The answer must consist solely of the lines from the opening line of the entries through the line with "negative clicks: (219, 94) (196, 113)", transcribed exactly and without any pictures.
--- START ---
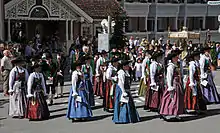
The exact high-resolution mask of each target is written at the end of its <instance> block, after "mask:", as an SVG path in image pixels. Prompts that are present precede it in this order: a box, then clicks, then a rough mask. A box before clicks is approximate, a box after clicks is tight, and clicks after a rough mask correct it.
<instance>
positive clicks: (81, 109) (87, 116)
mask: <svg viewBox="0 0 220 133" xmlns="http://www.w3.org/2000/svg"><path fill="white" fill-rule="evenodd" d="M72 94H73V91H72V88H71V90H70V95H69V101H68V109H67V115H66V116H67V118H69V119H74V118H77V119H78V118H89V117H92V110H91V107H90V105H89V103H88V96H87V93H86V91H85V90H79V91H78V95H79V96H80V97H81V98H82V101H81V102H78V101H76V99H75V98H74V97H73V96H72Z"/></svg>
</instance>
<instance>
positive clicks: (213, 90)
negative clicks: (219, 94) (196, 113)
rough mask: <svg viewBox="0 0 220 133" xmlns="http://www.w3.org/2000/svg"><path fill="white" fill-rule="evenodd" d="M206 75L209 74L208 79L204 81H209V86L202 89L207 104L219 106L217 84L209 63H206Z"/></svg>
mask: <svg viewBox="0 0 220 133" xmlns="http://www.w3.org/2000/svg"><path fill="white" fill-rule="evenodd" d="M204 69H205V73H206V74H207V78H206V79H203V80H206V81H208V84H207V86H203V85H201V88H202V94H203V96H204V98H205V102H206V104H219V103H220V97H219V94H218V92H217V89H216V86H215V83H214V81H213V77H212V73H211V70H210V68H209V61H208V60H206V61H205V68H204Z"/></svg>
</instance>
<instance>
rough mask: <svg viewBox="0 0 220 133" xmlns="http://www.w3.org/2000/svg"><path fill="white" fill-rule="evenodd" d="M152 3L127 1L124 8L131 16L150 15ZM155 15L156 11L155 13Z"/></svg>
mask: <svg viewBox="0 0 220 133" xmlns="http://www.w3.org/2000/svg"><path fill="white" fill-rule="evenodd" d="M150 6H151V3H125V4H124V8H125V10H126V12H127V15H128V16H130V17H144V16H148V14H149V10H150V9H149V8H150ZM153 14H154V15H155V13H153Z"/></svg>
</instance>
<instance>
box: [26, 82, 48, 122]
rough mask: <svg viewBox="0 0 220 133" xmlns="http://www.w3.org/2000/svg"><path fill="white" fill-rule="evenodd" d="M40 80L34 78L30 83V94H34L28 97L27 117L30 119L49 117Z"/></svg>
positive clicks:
--- END ---
■ Written solution:
The exact high-resolution mask of each target is written at the end of its <instance> block, after "mask:", as an SVG path in image pixels. Prompts that are present precede it in this order: a box, then clicks, then a rough mask. A box before clicks is approximate, a box after clicks is tight, and clicks after a rough mask correct it.
<instance>
positive clicks: (81, 109) (87, 116)
mask: <svg viewBox="0 0 220 133" xmlns="http://www.w3.org/2000/svg"><path fill="white" fill-rule="evenodd" d="M72 94H73V91H72V88H71V90H70V95H69V101H68V109H67V115H66V116H67V118H69V119H74V118H77V119H78V118H89V117H92V110H91V107H90V105H89V103H88V96H87V93H86V91H85V90H79V91H78V95H79V96H80V97H81V98H82V101H81V102H78V101H76V99H75V98H74V97H73V96H72Z"/></svg>
</instance>
<instance>
positive clicks: (213, 90)
negative clicks: (219, 94) (196, 113)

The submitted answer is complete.